--- Exercise goal ---
Exactly reproduce each of the entries shown below.

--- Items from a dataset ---
━━━
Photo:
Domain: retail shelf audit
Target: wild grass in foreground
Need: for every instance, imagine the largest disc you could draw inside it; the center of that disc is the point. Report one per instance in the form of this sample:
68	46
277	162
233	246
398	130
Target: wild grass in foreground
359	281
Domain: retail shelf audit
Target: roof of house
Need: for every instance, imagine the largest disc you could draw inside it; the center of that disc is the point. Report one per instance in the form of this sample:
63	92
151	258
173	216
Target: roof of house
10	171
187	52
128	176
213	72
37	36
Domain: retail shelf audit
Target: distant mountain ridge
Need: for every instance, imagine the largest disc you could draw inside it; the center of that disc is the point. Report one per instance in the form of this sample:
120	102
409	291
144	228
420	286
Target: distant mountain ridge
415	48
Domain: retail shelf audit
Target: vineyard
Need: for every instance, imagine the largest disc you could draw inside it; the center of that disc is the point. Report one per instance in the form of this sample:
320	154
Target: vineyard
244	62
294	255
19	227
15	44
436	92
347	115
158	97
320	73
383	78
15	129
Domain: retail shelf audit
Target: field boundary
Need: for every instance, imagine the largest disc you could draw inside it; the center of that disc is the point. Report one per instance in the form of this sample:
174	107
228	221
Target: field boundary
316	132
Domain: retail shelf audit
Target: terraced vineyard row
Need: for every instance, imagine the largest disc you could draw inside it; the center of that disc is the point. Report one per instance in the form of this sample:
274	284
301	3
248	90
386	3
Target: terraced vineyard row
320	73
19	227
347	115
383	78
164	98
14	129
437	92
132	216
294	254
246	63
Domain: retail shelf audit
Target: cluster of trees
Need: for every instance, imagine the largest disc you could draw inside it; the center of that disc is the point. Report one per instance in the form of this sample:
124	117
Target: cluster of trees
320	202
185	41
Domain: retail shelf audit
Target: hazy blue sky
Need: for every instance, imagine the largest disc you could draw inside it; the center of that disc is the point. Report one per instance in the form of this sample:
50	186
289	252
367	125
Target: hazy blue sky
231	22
━━━
--- Written answer ---
Photo:
Domain: retail shelf audit
Target: wild grass in foreground
Need: for every instance, imagine the largest disc you could draw inside it; the center of that disc is the point. Report one per instance in the form of this sample:
68	46
277	162
233	246
398	130
Target: wild grass in foreground
359	281
Domain: retail shelf audit
Target: roof of house
Need: for every instance, imagine the largest disc you could draw inside it; the center of that disc is the point. Report one per instance in the form of this sample:
63	92
151	258
173	216
Target: roof of house
10	171
187	52
128	176
213	72
37	36
Domain: retail shelf audit
Target: distant mountain ridge
Need: for every instance, imagine the largest disc you could draw inside it; the center of that disc is the point. Report one per instance in the form of this sample:
120	102
409	291
144	228
420	286
Target: distant mountain ridge
415	48
Domain: retail shelf audit
Target: vineyard
Need: for every instance, imagine the largest disc you could draw inside it; the center of that disc is the point. Report one per instance in the form of this sample:
320	154
Target: vineyard
244	62
294	255
19	227
15	44
436	92
347	115
158	97
320	73
383	78
15	129
Domain: retail shelf audit
Target: field boundary
Need: for every instance, imagine the largest disc you could draw inside it; the center of that disc is the point. Report one per instance in the form of this sample:
174	107
228	221
Target: field boundary
316	132
Domain: retail shelf audit
Target: terraced vineyard row
Need: for every instance, imagine the largest disc you could draw inside it; the center of that disc is the point. Report one per instance in the form of this sample:
274	284
301	3
248	90
386	3
Target: terraced vineyard row
320	73
19	227
347	115
383	78
164	98
14	129
437	92
132	216
294	254
246	63
Domain: retail shelf audit
Target: cluster of trees
Need: for every instance, imagine the largest disc you could draw inside it; the center of that disc is the point. Report one per instance in the form of this sample:
124	117
Target: cluster of trees
320	202
185	41
Domain: retail shelf audit
Target: hazy blue sky
Need: for every instance, imagine the largest disc you could draw inside it; the center of that disc is the point. Report one per instance in the form of this sample:
50	186
289	252
367	125
Target: hazy blue sky
231	22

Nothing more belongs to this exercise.